*Problem description*.
Render these lines as a Markdown table with two columns, Nr and Line: Nr holds the row number and Line holds the line itself. Leave out any blank lines.

[[ Dataset content, beginning ]]

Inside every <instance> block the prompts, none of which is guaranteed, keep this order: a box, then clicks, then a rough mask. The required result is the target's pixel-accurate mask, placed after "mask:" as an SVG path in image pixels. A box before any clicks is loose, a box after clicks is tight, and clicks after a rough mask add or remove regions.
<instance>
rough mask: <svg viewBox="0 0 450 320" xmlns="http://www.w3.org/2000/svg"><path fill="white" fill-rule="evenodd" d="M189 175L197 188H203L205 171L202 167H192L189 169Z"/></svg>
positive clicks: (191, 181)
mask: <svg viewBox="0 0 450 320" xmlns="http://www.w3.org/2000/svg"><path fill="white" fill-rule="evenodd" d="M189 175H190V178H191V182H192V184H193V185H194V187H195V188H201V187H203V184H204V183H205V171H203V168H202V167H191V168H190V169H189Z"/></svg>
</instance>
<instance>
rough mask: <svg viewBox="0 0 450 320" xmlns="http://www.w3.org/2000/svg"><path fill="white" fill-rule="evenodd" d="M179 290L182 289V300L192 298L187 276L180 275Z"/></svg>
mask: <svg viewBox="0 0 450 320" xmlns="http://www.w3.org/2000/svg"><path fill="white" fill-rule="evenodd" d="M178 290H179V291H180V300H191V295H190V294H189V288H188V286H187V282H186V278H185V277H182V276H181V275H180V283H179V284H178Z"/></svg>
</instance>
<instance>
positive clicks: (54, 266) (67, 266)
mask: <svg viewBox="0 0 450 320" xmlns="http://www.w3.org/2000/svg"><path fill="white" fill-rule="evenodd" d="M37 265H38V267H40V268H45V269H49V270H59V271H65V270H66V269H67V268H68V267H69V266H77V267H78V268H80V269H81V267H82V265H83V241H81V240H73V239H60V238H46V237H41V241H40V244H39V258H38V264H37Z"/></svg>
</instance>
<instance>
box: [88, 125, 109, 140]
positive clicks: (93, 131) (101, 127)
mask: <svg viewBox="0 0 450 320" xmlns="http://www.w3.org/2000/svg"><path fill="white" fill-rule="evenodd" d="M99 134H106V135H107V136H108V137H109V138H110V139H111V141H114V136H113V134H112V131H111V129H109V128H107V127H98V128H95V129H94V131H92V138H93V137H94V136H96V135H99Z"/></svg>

[[ Dataset content, end ]]

*Solution for this problem*.
| Nr | Line |
|---|---|
| 1 | Inside every <instance> block the prompts, none of which is guaranteed, keep this order: a box, then clicks, then a rough mask. The required result is the target's pixel-accurate mask, placed after "mask:" as an SVG path in image pixels. A box before any clicks is loose, a box after clicks is tight, and clicks after a rough mask add or remove regions. |
| 2 | <instance> |
| 3 | rough mask: <svg viewBox="0 0 450 320" xmlns="http://www.w3.org/2000/svg"><path fill="white" fill-rule="evenodd" d="M189 175L197 188H203L205 171L202 167H192L189 169Z"/></svg> |
| 4 | positive clicks: (191, 181) |
| 5 | mask: <svg viewBox="0 0 450 320" xmlns="http://www.w3.org/2000/svg"><path fill="white" fill-rule="evenodd" d="M189 175H190V178H191V182H192V184H193V185H194V187H195V188H201V187H203V184H204V183H205V171H203V168H202V167H191V168H190V169H189Z"/></svg> |
| 6 | </instance> |
| 7 | <instance> |
| 8 | rough mask: <svg viewBox="0 0 450 320" xmlns="http://www.w3.org/2000/svg"><path fill="white" fill-rule="evenodd" d="M179 290L182 289V300L192 298L187 276L180 275Z"/></svg> |
| 9 | mask: <svg viewBox="0 0 450 320" xmlns="http://www.w3.org/2000/svg"><path fill="white" fill-rule="evenodd" d="M178 290H179V291H180V300H191V295H190V294H189V288H188V286H187V282H186V278H185V277H182V276H181V275H180V283H179V284H178Z"/></svg> |
| 10 | </instance> |
| 11 | <instance> |
| 12 | positive clicks: (54, 266) (67, 266) |
| 13 | mask: <svg viewBox="0 0 450 320" xmlns="http://www.w3.org/2000/svg"><path fill="white" fill-rule="evenodd" d="M37 265H38V267H40V268H45V269H49V270H59V271H65V270H66V269H67V268H68V267H69V266H77V267H78V268H80V269H81V267H82V265H83V241H81V240H73V239H60V238H46V237H41V241H40V244H39V258H38V264H37Z"/></svg> |
| 14 | </instance> |
| 15 | <instance> |
| 16 | box: [88, 125, 109, 140] |
| 17 | positive clicks: (93, 131) (101, 127) |
| 18 | mask: <svg viewBox="0 0 450 320" xmlns="http://www.w3.org/2000/svg"><path fill="white" fill-rule="evenodd" d="M99 134H106V135H107V136H108V137H109V138H110V139H111V141H114V136H113V134H112V131H111V129H109V128H107V127H98V128H95V129H94V131H92V138H93V137H94V136H96V135H99Z"/></svg> |